### Your task
After locating the line that contains "of the distant" in the material below, copy that line and each one following it, exactly, up to the last line. Pictures stay out.

%%

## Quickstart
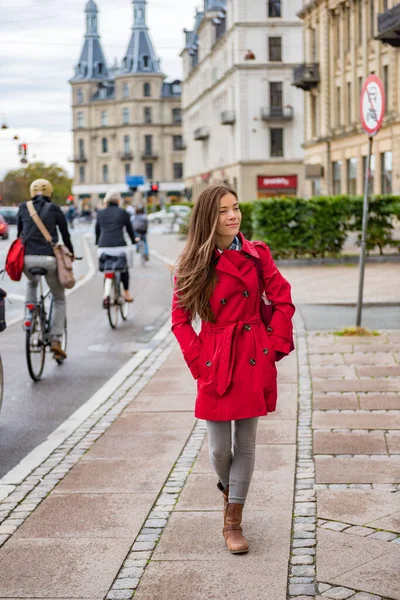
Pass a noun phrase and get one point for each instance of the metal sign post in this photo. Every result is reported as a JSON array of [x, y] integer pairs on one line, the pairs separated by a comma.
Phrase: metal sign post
[[372, 110]]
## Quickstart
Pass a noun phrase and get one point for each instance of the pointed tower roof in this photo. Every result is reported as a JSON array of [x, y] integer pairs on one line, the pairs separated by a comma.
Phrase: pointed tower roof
[[92, 63], [140, 56]]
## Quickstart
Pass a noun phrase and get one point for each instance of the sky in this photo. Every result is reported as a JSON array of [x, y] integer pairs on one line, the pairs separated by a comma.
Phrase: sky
[[40, 43]]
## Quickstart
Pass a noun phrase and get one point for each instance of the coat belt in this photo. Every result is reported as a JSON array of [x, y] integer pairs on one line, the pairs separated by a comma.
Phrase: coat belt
[[229, 331]]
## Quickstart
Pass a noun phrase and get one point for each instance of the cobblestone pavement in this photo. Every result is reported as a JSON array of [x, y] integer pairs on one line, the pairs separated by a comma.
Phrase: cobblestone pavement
[[127, 505]]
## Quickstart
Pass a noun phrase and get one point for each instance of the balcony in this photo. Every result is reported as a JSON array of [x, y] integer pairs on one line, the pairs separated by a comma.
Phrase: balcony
[[81, 158], [149, 155], [389, 26], [306, 76], [125, 155], [277, 113], [228, 117], [202, 133]]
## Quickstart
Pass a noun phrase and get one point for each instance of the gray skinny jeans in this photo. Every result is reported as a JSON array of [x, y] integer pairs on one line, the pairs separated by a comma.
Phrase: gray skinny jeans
[[48, 263], [233, 463]]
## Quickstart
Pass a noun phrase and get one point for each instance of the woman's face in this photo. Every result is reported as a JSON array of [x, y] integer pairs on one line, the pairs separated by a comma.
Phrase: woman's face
[[230, 216]]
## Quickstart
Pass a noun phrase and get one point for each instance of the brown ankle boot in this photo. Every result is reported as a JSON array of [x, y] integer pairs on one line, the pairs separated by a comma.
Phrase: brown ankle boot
[[235, 540]]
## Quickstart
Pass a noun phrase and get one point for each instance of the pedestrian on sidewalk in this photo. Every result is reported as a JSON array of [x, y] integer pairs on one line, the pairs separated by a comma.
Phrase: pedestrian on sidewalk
[[222, 278]]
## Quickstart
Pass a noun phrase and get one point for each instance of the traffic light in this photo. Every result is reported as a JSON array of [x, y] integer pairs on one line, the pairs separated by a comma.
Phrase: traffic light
[[154, 189]]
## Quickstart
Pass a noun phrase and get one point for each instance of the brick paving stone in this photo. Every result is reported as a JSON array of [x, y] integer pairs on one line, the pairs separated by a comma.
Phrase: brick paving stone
[[335, 401], [355, 442], [355, 420], [357, 385], [389, 371], [375, 358], [318, 372], [379, 401], [339, 593], [393, 442]]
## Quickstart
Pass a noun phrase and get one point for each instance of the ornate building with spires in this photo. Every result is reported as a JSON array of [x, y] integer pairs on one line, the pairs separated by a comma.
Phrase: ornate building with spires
[[126, 118]]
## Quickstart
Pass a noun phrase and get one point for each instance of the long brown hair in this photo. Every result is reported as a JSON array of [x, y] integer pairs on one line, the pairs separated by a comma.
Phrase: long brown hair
[[195, 273]]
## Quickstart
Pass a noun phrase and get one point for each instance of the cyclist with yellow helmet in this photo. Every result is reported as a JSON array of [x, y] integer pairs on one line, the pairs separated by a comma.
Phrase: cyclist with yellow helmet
[[39, 253]]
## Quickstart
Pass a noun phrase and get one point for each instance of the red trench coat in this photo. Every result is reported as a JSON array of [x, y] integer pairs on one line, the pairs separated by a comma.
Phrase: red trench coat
[[234, 358]]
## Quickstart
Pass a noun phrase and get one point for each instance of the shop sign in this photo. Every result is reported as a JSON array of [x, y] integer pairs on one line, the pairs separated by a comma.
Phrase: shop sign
[[279, 182]]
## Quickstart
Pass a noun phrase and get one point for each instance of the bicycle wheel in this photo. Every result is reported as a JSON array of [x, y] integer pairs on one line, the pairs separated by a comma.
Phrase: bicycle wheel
[[124, 306], [35, 348], [1, 382], [113, 307]]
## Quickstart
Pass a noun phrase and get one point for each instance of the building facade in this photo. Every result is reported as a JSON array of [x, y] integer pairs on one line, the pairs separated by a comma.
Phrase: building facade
[[344, 43], [126, 119], [243, 119]]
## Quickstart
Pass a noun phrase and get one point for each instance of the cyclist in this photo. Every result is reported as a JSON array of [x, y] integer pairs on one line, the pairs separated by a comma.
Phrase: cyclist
[[39, 253], [140, 225], [111, 223]]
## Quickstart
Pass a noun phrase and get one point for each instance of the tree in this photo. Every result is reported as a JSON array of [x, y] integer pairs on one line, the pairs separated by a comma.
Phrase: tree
[[15, 186]]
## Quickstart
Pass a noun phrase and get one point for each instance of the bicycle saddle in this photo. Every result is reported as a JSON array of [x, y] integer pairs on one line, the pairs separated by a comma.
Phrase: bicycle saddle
[[38, 271]]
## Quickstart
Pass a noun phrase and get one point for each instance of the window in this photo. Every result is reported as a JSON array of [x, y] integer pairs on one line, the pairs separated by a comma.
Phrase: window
[[338, 107], [177, 142], [127, 144], [276, 142], [275, 49], [372, 17], [177, 115], [178, 171], [349, 104], [336, 177], [276, 97], [313, 116], [149, 171], [81, 147], [386, 85], [371, 178], [386, 173], [274, 8], [351, 168], [360, 22], [148, 144]]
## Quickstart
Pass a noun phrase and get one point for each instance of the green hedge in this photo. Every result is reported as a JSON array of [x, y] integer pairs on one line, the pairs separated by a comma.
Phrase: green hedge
[[318, 227]]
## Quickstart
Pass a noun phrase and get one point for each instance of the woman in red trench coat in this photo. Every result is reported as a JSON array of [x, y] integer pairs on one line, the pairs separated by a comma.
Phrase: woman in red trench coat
[[220, 277]]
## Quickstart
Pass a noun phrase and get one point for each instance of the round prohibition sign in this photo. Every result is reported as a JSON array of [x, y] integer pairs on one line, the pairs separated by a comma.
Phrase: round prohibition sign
[[372, 105]]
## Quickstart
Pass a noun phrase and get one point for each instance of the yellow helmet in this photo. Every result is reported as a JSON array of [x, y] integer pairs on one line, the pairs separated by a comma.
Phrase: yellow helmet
[[41, 187]]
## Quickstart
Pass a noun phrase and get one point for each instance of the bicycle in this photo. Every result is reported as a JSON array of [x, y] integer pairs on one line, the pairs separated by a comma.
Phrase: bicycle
[[37, 325], [113, 297]]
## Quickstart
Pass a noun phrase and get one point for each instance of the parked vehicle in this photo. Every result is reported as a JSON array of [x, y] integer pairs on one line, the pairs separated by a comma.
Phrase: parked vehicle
[[169, 214], [9, 213], [3, 228]]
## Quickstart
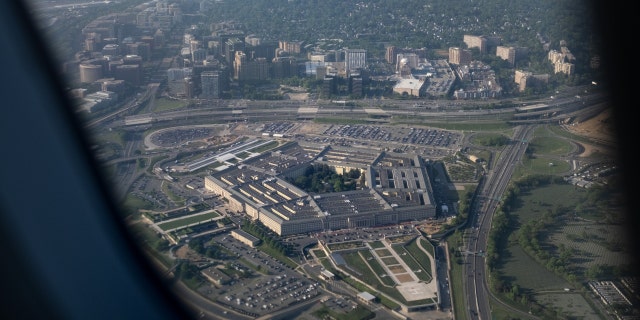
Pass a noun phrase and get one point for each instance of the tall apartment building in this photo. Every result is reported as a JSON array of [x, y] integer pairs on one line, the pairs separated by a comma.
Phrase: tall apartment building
[[562, 61], [290, 46], [231, 46], [284, 67], [211, 84], [391, 54], [245, 69], [459, 56], [355, 59]]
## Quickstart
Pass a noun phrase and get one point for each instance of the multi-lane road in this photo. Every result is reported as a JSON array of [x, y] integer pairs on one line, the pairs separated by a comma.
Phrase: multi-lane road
[[482, 210], [493, 186]]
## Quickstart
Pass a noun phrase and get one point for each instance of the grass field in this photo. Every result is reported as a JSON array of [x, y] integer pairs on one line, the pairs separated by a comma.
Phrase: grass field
[[178, 223]]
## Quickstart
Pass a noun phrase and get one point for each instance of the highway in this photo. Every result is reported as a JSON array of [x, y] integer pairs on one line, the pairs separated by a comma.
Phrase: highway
[[493, 187]]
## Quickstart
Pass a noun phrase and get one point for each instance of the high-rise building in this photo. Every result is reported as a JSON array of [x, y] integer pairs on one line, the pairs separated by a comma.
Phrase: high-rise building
[[210, 82], [90, 73], [391, 54], [459, 56], [355, 59]]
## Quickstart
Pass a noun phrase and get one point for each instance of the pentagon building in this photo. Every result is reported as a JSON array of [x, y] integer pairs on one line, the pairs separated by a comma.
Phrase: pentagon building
[[397, 188]]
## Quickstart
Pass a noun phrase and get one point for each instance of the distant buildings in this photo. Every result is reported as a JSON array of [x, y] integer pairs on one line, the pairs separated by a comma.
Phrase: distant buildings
[[562, 60], [397, 189]]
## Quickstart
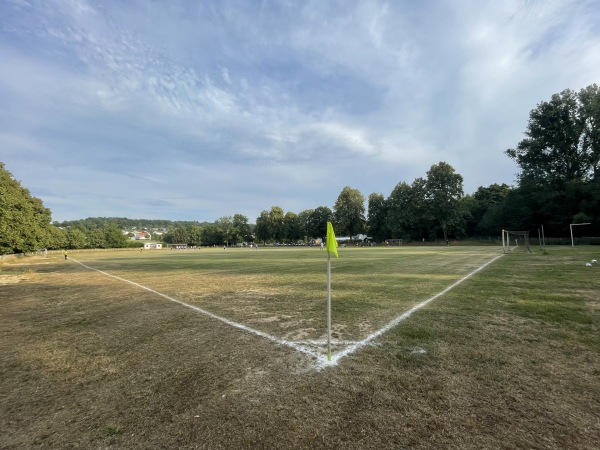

%%

### Task result
Pass a noun phrase and get one point for each instance of the distant buildings in this photo. Every result is reported as a JSON array of [x, y] integer pairs on one line, the pairs separated by a comma.
Phrase: distant buildings
[[562, 60], [397, 189]]
## Quickstart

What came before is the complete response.